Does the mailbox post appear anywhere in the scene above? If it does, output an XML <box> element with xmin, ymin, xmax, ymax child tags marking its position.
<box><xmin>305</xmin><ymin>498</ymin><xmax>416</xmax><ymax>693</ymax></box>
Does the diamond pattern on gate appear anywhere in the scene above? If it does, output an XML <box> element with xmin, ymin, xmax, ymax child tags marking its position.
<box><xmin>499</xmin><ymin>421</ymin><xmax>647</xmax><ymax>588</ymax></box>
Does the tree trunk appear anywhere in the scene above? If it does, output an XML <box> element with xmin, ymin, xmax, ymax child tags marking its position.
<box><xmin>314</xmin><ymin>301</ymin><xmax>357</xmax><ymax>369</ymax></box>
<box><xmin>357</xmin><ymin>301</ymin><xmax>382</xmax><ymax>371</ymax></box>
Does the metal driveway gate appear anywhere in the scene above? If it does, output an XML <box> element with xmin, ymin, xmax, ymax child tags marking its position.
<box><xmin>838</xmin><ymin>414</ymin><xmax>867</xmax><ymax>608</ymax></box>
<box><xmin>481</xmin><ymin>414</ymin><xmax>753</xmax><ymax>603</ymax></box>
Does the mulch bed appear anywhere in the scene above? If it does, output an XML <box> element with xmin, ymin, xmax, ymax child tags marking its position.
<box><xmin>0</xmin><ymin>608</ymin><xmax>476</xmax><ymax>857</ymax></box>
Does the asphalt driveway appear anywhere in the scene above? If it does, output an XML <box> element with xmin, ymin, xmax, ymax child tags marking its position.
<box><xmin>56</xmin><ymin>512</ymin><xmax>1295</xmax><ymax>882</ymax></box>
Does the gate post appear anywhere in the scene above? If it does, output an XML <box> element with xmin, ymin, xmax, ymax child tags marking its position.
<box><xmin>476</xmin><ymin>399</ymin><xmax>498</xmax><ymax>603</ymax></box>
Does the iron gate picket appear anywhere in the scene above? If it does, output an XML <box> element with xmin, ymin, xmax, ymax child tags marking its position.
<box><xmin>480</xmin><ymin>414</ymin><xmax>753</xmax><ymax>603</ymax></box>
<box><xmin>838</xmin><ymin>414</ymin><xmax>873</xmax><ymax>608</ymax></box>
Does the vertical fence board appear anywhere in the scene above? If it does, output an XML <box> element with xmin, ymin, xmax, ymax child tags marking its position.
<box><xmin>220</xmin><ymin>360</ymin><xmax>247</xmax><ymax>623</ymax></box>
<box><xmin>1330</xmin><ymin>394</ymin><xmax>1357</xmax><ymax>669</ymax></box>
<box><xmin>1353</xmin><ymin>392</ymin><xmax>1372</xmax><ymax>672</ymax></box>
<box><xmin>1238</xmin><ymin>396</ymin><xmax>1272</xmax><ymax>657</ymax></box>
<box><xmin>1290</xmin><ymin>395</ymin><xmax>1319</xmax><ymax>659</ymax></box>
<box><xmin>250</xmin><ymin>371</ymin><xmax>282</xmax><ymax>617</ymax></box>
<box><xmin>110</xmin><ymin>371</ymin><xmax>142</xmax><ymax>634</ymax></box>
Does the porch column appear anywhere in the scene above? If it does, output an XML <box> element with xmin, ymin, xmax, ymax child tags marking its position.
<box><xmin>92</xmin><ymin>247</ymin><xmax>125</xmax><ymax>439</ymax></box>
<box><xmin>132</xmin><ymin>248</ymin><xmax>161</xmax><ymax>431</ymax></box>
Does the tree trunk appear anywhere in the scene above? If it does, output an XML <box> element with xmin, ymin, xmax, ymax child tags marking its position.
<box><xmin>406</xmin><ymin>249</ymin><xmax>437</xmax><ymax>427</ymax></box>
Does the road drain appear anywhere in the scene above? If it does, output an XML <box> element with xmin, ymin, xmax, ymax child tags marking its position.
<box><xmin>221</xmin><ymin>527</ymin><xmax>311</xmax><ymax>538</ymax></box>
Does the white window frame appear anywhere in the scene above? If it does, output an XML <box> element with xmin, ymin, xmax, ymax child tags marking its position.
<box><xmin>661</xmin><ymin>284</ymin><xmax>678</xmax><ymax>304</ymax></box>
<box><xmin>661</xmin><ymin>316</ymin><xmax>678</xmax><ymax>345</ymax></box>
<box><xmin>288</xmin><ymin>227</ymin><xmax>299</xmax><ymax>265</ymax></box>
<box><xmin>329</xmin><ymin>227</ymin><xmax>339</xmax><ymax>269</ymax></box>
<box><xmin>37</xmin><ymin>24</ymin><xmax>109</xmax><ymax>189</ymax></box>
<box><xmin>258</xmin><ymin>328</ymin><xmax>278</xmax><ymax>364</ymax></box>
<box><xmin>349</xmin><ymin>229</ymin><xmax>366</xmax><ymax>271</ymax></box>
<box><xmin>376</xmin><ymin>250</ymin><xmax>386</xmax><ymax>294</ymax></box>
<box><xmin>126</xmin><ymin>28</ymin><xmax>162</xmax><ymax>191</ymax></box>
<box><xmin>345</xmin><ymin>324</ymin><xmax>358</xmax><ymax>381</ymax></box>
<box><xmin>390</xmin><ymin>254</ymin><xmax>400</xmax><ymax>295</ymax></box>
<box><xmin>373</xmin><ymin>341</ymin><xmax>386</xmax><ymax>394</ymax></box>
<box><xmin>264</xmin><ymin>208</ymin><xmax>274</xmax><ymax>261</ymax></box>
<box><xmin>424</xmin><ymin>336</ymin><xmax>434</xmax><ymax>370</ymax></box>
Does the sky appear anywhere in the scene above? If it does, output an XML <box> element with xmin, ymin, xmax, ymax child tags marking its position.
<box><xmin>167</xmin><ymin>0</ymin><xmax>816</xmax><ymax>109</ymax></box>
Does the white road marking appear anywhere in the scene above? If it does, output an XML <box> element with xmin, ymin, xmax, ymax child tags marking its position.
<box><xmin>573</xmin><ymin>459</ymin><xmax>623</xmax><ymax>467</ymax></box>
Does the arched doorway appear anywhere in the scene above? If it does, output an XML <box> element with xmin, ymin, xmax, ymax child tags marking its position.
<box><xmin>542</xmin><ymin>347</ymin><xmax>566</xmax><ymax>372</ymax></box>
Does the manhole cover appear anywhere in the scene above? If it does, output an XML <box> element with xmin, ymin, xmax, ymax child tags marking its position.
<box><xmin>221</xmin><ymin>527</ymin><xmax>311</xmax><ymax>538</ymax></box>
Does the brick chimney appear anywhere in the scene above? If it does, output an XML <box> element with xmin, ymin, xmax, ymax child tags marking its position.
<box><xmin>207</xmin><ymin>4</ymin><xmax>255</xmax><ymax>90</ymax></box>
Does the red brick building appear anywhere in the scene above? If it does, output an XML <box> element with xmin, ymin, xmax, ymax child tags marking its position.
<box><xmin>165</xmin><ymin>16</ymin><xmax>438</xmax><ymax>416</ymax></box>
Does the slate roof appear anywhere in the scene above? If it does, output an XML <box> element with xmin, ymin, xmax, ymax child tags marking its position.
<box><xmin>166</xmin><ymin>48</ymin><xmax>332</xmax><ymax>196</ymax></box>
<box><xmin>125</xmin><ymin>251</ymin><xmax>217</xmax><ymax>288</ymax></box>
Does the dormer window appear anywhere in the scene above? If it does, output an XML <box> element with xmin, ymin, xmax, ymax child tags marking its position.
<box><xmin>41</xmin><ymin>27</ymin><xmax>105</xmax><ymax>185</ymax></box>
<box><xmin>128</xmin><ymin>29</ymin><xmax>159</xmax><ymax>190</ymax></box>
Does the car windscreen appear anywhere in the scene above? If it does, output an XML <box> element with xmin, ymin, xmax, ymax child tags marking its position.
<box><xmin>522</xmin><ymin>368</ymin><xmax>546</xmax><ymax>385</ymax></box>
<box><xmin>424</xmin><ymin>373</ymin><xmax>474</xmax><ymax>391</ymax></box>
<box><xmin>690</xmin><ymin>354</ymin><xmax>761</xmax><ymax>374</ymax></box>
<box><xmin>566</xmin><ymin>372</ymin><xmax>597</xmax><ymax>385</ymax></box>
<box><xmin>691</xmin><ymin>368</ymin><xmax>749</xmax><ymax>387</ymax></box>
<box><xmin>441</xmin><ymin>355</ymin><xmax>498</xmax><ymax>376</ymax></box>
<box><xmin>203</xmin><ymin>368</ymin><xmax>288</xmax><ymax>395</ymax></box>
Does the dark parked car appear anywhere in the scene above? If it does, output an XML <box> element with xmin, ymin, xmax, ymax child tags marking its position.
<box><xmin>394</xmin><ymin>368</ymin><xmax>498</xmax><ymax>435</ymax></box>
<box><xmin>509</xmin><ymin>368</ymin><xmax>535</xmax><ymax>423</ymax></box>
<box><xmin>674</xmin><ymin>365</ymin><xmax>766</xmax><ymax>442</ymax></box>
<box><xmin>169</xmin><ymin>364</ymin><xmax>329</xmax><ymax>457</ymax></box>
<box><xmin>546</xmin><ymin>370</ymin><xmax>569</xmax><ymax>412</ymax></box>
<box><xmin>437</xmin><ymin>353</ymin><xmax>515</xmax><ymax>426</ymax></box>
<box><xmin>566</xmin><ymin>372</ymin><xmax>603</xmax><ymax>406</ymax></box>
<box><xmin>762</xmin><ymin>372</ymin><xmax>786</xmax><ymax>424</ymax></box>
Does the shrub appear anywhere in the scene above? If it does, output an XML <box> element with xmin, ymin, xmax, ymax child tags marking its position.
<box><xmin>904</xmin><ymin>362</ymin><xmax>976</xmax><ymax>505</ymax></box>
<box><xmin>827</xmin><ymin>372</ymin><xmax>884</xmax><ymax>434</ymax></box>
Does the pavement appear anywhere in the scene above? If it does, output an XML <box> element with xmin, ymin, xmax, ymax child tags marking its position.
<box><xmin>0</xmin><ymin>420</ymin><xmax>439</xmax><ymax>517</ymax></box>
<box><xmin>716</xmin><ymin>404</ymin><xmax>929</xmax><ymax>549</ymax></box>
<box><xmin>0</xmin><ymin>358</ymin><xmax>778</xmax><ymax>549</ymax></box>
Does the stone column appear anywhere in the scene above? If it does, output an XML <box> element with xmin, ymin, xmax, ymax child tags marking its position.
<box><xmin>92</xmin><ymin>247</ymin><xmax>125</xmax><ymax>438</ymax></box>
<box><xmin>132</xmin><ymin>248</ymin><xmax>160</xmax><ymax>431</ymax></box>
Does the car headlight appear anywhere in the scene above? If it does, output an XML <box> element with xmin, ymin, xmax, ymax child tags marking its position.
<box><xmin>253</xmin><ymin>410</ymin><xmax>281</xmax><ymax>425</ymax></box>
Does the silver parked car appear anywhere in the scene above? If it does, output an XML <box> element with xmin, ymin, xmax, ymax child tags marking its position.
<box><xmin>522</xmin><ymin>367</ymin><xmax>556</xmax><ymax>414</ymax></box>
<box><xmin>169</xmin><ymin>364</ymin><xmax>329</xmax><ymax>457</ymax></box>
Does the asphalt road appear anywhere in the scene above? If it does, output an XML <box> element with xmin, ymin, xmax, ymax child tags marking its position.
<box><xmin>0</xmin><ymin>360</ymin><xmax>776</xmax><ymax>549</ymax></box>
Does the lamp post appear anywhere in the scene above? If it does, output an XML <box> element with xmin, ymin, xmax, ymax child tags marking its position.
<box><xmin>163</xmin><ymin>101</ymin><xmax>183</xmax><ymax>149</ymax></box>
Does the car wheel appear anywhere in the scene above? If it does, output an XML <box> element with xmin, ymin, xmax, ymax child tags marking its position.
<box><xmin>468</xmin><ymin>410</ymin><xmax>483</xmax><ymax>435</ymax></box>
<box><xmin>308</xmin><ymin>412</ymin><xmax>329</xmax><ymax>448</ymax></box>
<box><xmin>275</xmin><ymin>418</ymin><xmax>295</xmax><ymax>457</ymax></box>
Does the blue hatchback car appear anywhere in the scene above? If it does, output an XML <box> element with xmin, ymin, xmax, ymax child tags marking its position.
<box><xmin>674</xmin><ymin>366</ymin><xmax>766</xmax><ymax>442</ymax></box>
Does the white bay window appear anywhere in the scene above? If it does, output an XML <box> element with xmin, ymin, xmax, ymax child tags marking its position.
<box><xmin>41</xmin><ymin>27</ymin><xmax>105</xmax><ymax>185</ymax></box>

^^^^

Aim: From the items above, copy out in full every line that contains the word "driveway".

Response:
Does the metal driveway gate appear anywhere in the scene above? If it does, output an XML <box> element with xmin, ymin, xmax, ymax child tags marking its position.
Does the asphalt driveway appear anywhere in the scene above? If it does, output an XML <box> element with xmin, ymin, xmax, ymax child tags marking its position.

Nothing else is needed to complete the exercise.